The exercise
Turn the stretch of the items from the line containing "Category: barrier fence" through the final line of the items, both included, into a numbered list with one line per entry and blank lines omitted.

Input for this task
[start]

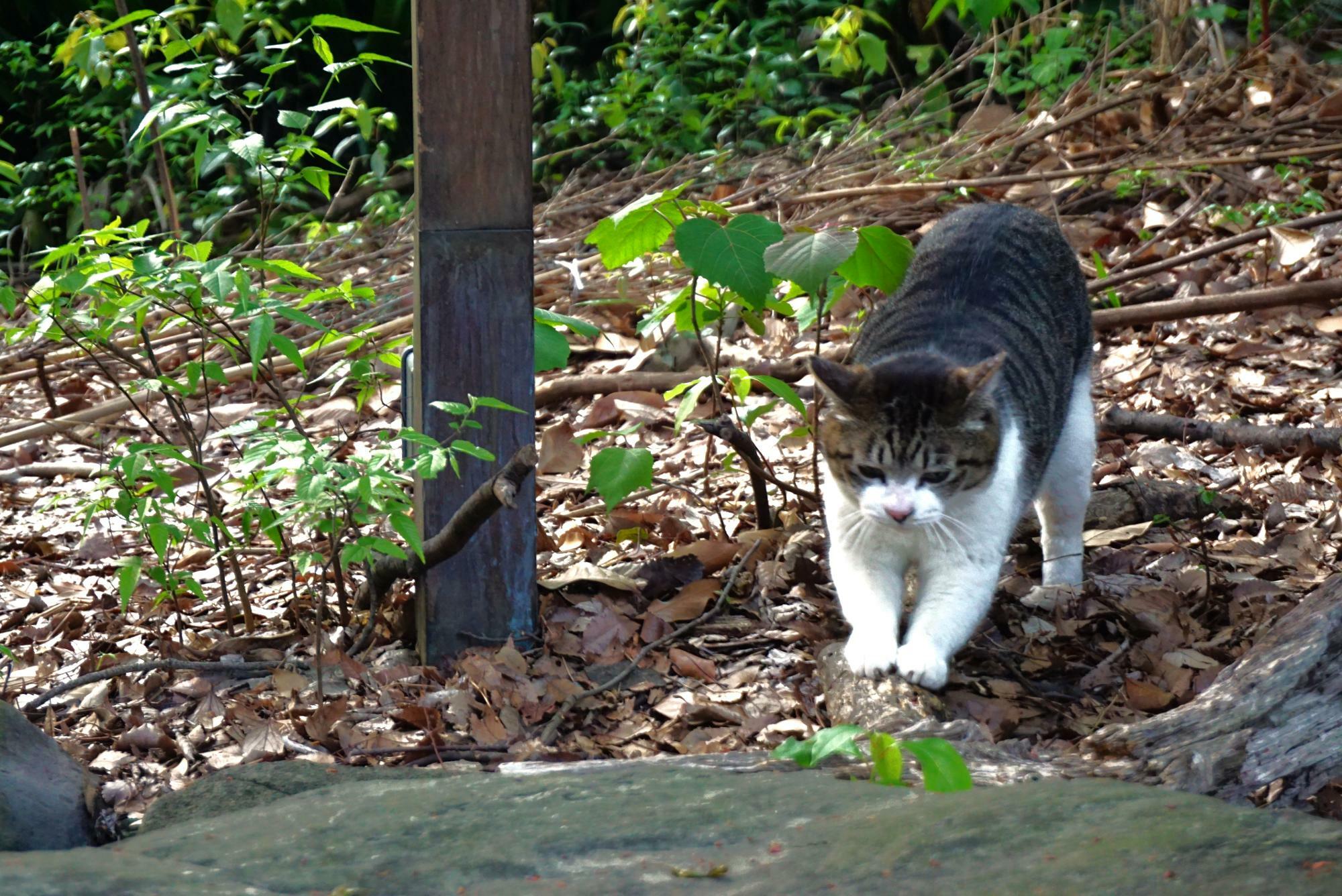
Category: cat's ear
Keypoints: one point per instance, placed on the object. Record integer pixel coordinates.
(838, 382)
(978, 376)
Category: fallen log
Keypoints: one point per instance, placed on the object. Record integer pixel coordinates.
(1229, 435)
(1272, 722)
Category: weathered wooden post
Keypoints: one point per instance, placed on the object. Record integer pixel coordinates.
(473, 311)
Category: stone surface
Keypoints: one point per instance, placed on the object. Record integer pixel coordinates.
(631, 828)
(42, 789)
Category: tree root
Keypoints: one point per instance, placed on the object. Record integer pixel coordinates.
(1272, 722)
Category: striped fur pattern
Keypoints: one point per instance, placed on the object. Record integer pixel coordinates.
(968, 399)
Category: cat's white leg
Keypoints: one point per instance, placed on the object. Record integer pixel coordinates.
(869, 577)
(956, 583)
(1065, 490)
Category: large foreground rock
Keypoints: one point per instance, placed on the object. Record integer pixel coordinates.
(639, 827)
(42, 791)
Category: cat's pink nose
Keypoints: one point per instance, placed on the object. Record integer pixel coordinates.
(900, 513)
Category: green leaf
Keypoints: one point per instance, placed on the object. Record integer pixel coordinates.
(407, 529)
(324, 50)
(485, 402)
(690, 400)
(474, 451)
(552, 349)
(732, 256)
(281, 266)
(319, 179)
(638, 229)
(786, 392)
(296, 120)
(128, 579)
(809, 260)
(578, 325)
(796, 750)
(944, 769)
(346, 25)
(839, 740)
(249, 148)
(888, 764)
(881, 260)
(618, 471)
(287, 348)
(873, 50)
(260, 337)
(230, 17)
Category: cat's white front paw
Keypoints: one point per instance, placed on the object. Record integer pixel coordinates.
(921, 663)
(872, 657)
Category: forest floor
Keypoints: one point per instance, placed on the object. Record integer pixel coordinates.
(1164, 168)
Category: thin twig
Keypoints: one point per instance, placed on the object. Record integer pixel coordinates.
(154, 666)
(552, 728)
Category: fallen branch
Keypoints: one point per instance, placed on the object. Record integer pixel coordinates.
(582, 387)
(1207, 251)
(117, 407)
(745, 447)
(1229, 434)
(552, 728)
(1141, 500)
(1273, 720)
(495, 493)
(154, 666)
(1273, 297)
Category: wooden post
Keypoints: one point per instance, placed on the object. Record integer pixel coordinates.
(473, 312)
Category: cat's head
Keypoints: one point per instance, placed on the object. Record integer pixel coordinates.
(905, 435)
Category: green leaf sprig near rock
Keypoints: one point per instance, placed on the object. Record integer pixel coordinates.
(943, 767)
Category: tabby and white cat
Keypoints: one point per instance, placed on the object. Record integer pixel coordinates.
(968, 399)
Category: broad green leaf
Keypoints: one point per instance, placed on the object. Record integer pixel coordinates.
(296, 120)
(944, 769)
(128, 579)
(281, 266)
(578, 325)
(732, 256)
(888, 764)
(258, 339)
(248, 148)
(320, 179)
(552, 349)
(485, 402)
(125, 21)
(346, 25)
(786, 392)
(873, 50)
(841, 738)
(287, 348)
(881, 260)
(690, 400)
(638, 229)
(324, 50)
(230, 15)
(407, 529)
(796, 750)
(809, 260)
(618, 471)
(473, 450)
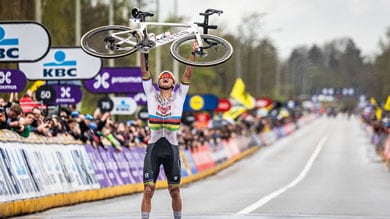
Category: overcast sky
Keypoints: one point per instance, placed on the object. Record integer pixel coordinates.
(292, 23)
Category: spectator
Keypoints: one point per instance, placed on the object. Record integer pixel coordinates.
(10, 117)
(25, 125)
(38, 119)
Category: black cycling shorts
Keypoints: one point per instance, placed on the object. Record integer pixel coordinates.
(162, 152)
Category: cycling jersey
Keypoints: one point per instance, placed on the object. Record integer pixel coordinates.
(164, 115)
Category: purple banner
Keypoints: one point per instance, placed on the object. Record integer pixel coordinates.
(123, 166)
(116, 80)
(98, 165)
(12, 80)
(67, 94)
(140, 98)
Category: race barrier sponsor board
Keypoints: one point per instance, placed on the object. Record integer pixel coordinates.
(53, 174)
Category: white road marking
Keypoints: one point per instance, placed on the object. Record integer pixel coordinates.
(293, 183)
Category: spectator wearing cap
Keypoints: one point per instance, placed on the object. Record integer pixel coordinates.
(11, 117)
(38, 119)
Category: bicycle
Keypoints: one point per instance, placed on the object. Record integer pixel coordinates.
(114, 41)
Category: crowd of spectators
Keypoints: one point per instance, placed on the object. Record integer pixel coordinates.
(380, 125)
(99, 130)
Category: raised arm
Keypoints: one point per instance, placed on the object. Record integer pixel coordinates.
(188, 71)
(145, 66)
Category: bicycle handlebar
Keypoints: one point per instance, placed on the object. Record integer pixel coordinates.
(210, 11)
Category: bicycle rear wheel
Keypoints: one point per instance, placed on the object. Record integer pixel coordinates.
(216, 50)
(111, 41)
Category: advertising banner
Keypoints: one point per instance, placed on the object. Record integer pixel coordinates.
(35, 163)
(86, 174)
(111, 167)
(18, 170)
(63, 159)
(123, 166)
(134, 168)
(67, 94)
(7, 188)
(23, 41)
(116, 80)
(123, 106)
(99, 167)
(63, 64)
(12, 80)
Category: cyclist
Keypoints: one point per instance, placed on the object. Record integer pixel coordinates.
(165, 110)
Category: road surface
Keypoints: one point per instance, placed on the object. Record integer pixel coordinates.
(327, 169)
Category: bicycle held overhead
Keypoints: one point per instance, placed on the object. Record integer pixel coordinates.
(114, 41)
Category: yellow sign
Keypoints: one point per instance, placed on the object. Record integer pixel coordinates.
(196, 102)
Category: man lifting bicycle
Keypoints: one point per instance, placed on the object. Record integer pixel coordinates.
(165, 109)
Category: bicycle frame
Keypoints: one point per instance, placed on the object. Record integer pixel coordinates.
(157, 40)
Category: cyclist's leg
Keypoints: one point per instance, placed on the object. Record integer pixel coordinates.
(150, 173)
(173, 172)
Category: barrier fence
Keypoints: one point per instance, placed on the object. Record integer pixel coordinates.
(39, 173)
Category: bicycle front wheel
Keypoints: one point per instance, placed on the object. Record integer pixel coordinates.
(215, 50)
(111, 41)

[end]

In response
1. Category: barrier fence
2. Keypoints: one point per instance, placed on the object. Record integer pixel coordinates.
3. (39, 173)
4. Category: bicycle front wheel
5. Keypoints: one point per instance, placed on the object. Record integer pixel coordinates.
6. (215, 50)
7. (111, 41)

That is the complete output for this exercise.